* WORK INSTRUCTION
Continue the about-the-author and website bio, starting after its final sentence.

Segment Start: PROVIDED TEXT

About the Author
Ruthie Norman, LICSW, is a clinical therapist providing trauma-focused and sexual abuse recovery treatment to children ages 3 and up. She earned her BA from UMass, Amherst, and her MSW from Springfield College. Desensitized: The New Normal? is a multimedia project that synthesizes her phenomenological studies at Rutgers– The State University of New Jersey with her passion for helping parents navigate the silent, normalized, epidemic of hyper-sexualization in our culture.
Ruthie Norman’s research interests focus on trauma, sexually exploited youth, and the prevention and treatment of sexual abuse. In addition to her academic work, she is trained in Cognitive Behavioral Therapy for Post Disaster Distress (CBT-PD), Trauma-Focused Cognitive Behavioral Therapy (TF-CBT) for Children and Parents, and Preventing the Commercial Sexual Exploitation of Girls.
Ruthie Norman’s clinical experience includes extensive experience working in the prevention and recovery treatment of child sexual abuse, Post Traumatic Stress Disorder, and intensive family therapy. She currently provides recovery treatment to child sexual abuse survivors and their non-offending caregivers as well as provides intensive in home family therapy. In addition, she provides consultations and education to area medical staff, schools, and community organizations regarding childhood trauma, trauma informed practices, and sexual abuse prevention and recovery treatment.
About this Website
“This website is dedicated to an exploration of the normalized epidemic of hyper-sexuality that has silently permeated society in recent generations. It is my hope this website will disseminate awareness, education, and empowerment to parents so they can prevent, intervene, and react accordingly to protect their children from these pervasive messages.”

Segment End: PROVIDED TEXT
Segment Start: ENTRIES SHOWN

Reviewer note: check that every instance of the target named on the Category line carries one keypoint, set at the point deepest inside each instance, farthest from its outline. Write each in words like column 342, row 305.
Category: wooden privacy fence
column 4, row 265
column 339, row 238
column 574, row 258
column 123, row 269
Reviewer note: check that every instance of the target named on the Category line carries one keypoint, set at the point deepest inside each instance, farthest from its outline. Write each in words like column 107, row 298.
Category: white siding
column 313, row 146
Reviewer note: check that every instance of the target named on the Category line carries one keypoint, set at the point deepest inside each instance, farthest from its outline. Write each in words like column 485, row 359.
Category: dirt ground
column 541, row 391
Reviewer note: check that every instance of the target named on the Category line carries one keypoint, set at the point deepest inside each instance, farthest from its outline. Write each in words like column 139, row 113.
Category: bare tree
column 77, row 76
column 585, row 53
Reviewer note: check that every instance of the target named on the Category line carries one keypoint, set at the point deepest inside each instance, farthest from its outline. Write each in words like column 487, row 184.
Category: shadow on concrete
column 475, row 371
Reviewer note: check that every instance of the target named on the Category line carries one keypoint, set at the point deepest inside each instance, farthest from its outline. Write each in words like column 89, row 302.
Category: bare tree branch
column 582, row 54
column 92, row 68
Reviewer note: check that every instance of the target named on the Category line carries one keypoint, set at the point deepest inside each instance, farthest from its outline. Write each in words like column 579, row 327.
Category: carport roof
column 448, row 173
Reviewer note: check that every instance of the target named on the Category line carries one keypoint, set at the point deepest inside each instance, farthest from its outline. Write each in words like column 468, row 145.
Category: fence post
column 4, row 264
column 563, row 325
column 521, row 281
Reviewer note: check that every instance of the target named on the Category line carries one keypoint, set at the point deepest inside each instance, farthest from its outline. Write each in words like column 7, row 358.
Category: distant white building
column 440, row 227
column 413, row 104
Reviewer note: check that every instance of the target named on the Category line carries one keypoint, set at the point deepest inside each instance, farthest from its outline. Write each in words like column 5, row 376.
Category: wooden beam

Segment End: ENTRIES SHOWN

* RESULT OF THE EXERCISE
Protecting children from sexual abuse starts by confronting the unchecked hyper-sexualization in today’s culture. This website provides awareness, education and tools to protect children from a hyper-sexualized culture. Articles and informational pieces here investigate the latent and explicit beliefs and mechanisms enabling hyper-sexuality to permeate our culture. By gaining a deeper understanding of where our apathy towards sexualized content comes from and combating the silence around it, we can help protect children from sexual content and protect them from abuse.
- Why are we staying silent while facing an epidemic of hyper-sexuality?
- How does society normalize sexual violence?
- What messages does the normalization of sexual abuse send to victims?
- Is the normalization of hypersexuality contributing to the rise in child sexual abuse?
- What happens when we sexualize children?
- Does media shape a child’s view of sex?
- What implications are there for interventions and sexual violence prevention?
- Is the threshold for an act to be considered sexual abuse changing?
- Who is responsible for educating children?
- How do we educate those adults responsible to recognize, intervene, and prevent child sexual abuse, as well as pass those messages on to children?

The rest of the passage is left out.